> _OBJETIVO 1_: Reproduza fielmente o trecho do texto sobre o ser em Parmênides e Duns Scotus compreendido entre "Insiro aqui também" e "será um pensamento.", inclusive.
> _OBJETIVO 2_: Redija a continuação do texto sobre o ser em Parmênides e Duns Scotus, começando logo após a última frase apresentada.

Nem [o ser] é divisível (diaipeton), pois é todo um só (homoion),
e nem é mais [aqui], pois impediria que fosse coeso (synechesthai),
nem é menos [ali], mas é pleno de ser (empleon estin eontos)

http://philoctetes.free.fr/parmenides.pdf


Insiro aqui também o comentário de um filósofo italiano, Domenico Pacitti, pois o achei mais pertinente do que qualquer comentário que eu fosse fazer (tradução e grifos meus):

O argumento, então, é sublime em sua simplicidade: somente o ser é, pois não-ser não pode ser. O ser é portanto um: a existência colateral do não-ser significaria dois, de onde uma infinitude de divisões teria então surgido. Agora, uma vez que o que pode ser pensado e o que pode ser é a mesma coisa, qualquer pensamento da coisa que não é será impossível. Pois um pensamento daquilo que não é será um pensamento de nada, e por isso nem será um pensamento.

Ou como aponta Mário Ferreira: “só podemos conhecer o que é possível de tornar-se um; melhor diríamos, o que é alguma coisa”.


Mais adiante, o filósofo brasileiro ressalta que a única coisa não evidente a respeito do Ser é a de que ele seja infinito, e é justamente esta questão que mobiliza os teólogos.

Francisco Suárez (renomadíssimo pensador da escolástica tardia), por exemplo, afirma: há alguma coisa, e esse alguma coisa é ser, tem aptidão para existir, incluindo o ser atual, que se revela evidentemente, e o ser potencial, que não existiu mas teve aptidão para existir (como o filho de Napoleão, por exemplo). O ser potencial não é, assim, um puro nada, e tal noção mostra-se consonante à tradição que começou em Parmênides, embora sob um novo aspecto (trataremos mais disso em um post futuro).

Esta exposição é mais do que necessária para compreendermos satisfatoriamente o pensamento de Duns Scotus. Como o próprio Mário faz questão de sublinhar, é impossível uma discussão apropriada da questão sem uma familiaridade mínima com os fundamentos da metafísica que alicerçam a construção filosófica do Doctor Subtilis (cognome derivado, aliás, da sutileza e peculiaridade do pensamento escotista, de acesso muito mais difícil do que o tomista).


Mas, então, o que é o ser infinito para Duns Scotus?

Ora, como já bem demonstramos, o ser infinito não pode ser entendido extensivamente, mas como o ser em sua intensidade mais absoluta.

ser finito = ser contingente = dependente de outro para ser

O ser finito tende para o extrínseco e para a sua finalidade intrínseca, ele “busca perfeições que lhe faltam”, mergulha-se num eterno “querer mais”. Já o ser infinito é um ser perfeito, mais do que isso, oniperfeito, é o ser enquanto ser (e nada mais) de Aristóteles.

> _DADOS EXTRAÍDOS_:
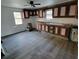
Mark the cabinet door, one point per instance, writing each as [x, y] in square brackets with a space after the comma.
[39, 26]
[56, 30]
[51, 30]
[43, 27]
[26, 14]
[72, 11]
[46, 28]
[55, 11]
[63, 31]
[63, 11]
[40, 13]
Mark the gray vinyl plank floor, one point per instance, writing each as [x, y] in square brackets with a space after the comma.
[38, 45]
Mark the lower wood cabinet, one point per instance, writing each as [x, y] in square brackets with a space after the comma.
[38, 26]
[63, 31]
[58, 30]
[51, 29]
[43, 27]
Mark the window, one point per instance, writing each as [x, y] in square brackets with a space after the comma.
[18, 18]
[49, 14]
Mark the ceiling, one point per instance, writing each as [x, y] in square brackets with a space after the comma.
[21, 3]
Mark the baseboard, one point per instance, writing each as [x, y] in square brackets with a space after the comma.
[13, 34]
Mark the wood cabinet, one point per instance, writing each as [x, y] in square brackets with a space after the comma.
[54, 29]
[51, 29]
[72, 10]
[68, 9]
[40, 13]
[63, 31]
[26, 14]
[39, 27]
[55, 12]
[43, 27]
[63, 11]
[46, 28]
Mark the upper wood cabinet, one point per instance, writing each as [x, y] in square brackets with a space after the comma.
[26, 13]
[68, 9]
[40, 13]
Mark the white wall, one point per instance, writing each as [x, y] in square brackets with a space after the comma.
[7, 21]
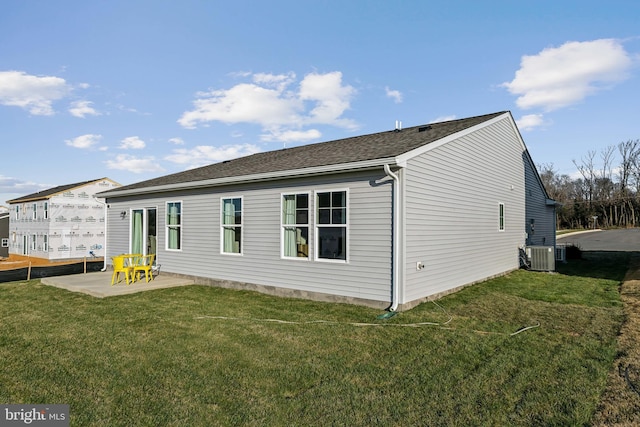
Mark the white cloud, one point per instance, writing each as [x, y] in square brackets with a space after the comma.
[206, 154]
[561, 76]
[272, 102]
[134, 164]
[82, 109]
[530, 122]
[35, 94]
[444, 118]
[18, 186]
[132, 143]
[332, 99]
[396, 95]
[84, 141]
[291, 136]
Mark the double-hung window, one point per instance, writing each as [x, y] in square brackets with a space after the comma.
[231, 225]
[295, 225]
[331, 225]
[174, 225]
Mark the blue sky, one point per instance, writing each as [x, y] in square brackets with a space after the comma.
[131, 90]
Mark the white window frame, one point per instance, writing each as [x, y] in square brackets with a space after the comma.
[168, 227]
[240, 226]
[308, 225]
[317, 226]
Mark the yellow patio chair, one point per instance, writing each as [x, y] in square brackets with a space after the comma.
[120, 266]
[145, 263]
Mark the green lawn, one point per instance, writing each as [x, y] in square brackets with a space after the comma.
[202, 356]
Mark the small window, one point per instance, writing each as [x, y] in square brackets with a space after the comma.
[295, 225]
[231, 225]
[174, 225]
[331, 225]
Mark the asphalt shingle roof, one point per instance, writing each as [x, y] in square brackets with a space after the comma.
[355, 149]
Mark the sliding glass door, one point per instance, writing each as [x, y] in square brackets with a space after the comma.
[143, 231]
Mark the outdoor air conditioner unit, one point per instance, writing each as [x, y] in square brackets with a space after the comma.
[541, 258]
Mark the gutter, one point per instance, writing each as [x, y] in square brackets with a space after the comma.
[395, 241]
[267, 176]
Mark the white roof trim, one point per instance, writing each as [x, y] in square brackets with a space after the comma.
[317, 170]
[402, 159]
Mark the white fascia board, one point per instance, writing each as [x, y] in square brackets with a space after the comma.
[268, 176]
[402, 159]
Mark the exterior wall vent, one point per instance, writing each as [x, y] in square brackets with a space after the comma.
[541, 258]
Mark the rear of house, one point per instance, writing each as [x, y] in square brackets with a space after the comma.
[386, 220]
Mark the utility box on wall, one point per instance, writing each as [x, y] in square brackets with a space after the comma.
[541, 258]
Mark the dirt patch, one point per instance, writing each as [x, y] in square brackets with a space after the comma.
[21, 261]
[620, 403]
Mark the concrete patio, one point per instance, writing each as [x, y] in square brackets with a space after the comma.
[98, 284]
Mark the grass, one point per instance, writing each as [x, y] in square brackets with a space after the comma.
[204, 356]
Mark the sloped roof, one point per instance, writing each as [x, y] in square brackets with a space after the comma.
[356, 149]
[46, 194]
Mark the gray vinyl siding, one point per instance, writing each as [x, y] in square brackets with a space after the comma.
[366, 275]
[544, 232]
[452, 196]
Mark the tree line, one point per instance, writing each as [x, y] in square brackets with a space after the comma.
[601, 197]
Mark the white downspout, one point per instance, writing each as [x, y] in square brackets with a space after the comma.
[395, 244]
[106, 226]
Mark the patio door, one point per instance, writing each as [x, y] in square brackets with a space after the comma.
[143, 231]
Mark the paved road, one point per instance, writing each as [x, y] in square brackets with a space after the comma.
[624, 240]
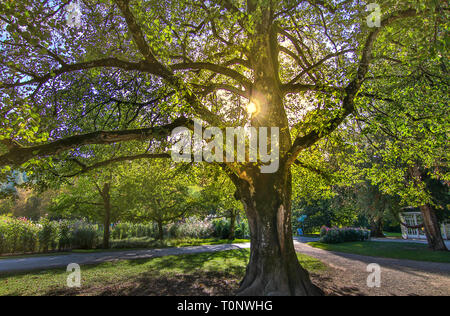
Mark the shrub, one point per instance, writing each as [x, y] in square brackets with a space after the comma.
[222, 229]
[64, 235]
[191, 228]
[17, 235]
[131, 230]
[48, 234]
[341, 235]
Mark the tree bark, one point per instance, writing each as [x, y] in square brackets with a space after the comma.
[160, 230]
[231, 235]
[107, 219]
[274, 268]
[432, 229]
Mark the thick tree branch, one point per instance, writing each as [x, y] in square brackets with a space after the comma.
[18, 155]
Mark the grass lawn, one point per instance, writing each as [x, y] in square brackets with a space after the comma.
[197, 274]
[140, 244]
[395, 250]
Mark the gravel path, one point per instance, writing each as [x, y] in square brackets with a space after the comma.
[348, 275]
[48, 262]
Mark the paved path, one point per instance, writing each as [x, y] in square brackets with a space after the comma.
[398, 277]
[413, 241]
[48, 262]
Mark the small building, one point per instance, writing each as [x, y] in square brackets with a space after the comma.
[414, 219]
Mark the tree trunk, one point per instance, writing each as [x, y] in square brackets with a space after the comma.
[231, 235]
[432, 229]
[274, 268]
[377, 228]
[160, 231]
[107, 219]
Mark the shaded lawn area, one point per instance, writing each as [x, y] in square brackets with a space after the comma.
[394, 250]
[396, 235]
[139, 244]
[216, 273]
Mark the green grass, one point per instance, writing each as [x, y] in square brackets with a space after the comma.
[395, 250]
[139, 244]
[232, 263]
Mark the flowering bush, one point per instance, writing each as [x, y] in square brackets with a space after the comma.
[84, 235]
[17, 235]
[222, 229]
[340, 235]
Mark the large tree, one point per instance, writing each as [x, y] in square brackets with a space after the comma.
[135, 70]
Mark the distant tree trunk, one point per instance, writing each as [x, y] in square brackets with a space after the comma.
[231, 235]
[377, 228]
[107, 219]
[432, 229]
[160, 230]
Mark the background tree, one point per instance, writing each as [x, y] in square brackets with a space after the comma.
[217, 197]
[140, 68]
[159, 192]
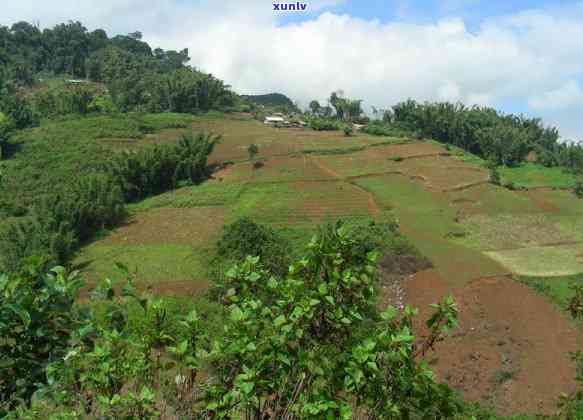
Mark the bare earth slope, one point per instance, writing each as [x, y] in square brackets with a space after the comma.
[511, 348]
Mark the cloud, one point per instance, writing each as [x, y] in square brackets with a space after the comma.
[532, 59]
[568, 95]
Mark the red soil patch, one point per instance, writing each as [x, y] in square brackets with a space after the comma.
[167, 225]
[171, 288]
[538, 198]
[405, 151]
[511, 348]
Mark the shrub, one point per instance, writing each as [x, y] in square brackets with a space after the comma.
[495, 177]
[576, 302]
[245, 237]
[325, 124]
[311, 344]
[579, 188]
[37, 321]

> _RESPOSTA REDIGIDA 1_:
Insiro aqui também o comentário de um filósofo italiano, Domenico Pacitti, pois o achei mais pertinente do que qualquer comentário que eu fosse fazer (tradução e grifos meus):

O argumento, então, é sublime em sua simplicidade: somente o ser é, pois não-ser não pode ser. O ser é portanto um: a existência colateral do não-ser significaria dois, de onde uma infinitude de divisões teria então surgido. Agora, uma vez que o que pode ser pensado e o que pode ser é a mesma coisa, qualquer pensamento da coisa que não é será impossível. Pois um pensamento daquilo que não é será um pensamento de nada, e por isso nem será um pensamento.

> _RESPOSTA REDIGIDA 2_:
O que propõe Scotus é uma via ascensional ontológica, partindo do “ser comum” para chegar ao ser infinito. É evidente, afirma Mário, que, dentre as coisas que conhecemos, há coisas criadas e há coisas incriadas (pois, lembremos, nada advém do nada).

Criadas (por outra) – possíveis, finitas, ab alio

Incriadas (de per si) – necessárias, infinitas, a se

Fica muito claro, assim, que a prova escotista funda-se no princípio da causalidade – um tanto diferente do modo tomista, mas corroborando as suas vias.


Há quem objete contra à prova da causalidade ao admitir uma infinidade de causas. Bem, contra tais objeções, Scotus busca provar três proposições que colocariam a pá de cal sobre a questão. Vamos a elas:

1) Que é impossível uma infinidade de causas essencialmente ordenadas

Se não houvesse uma causa primeira, as causas seriam infinitas. Bem, o infinito numérico, quantitativo, só existe em potência. Ademais, admitida a infinitude causal, não se poderia falar em anteriores e posteriores. Não bastasse isso, a causa desta causalidade infinita seria ainda a primeira e mais perfeita.

2) Que é impossível uma infinidade de causas acidentalmente ordenadas

A causa acidental não suprime a causa primeira. De algum lugar deve ter-se originado a causa acidental primeira ou “primeiras”. Do contrário, teríamos que lidar novamente com o absurdo de causas infinitas.

3) Que mesmo negada toda ordem essencial, a regressão ao infinito segue sendo impossível

O primeiro ser efetivo é existente em ato, pois ele existe por si mesmo. Voltando a Parmênides; um não-ser não pode criar e muito menos criar-se ser.

Alguns acusam esta terceira prova de apriorística. Será mesmo?

Perguntemo-nos: é possível um ser por outrem? Ora, tal é evidente pela experiência. E é possível um ser por si? Se é possível, existe em si mesmo. Se não, voltamos à série infinita de causação. Trata-se, portanto, de uma conclusão plenamente inteligida, a fortiori.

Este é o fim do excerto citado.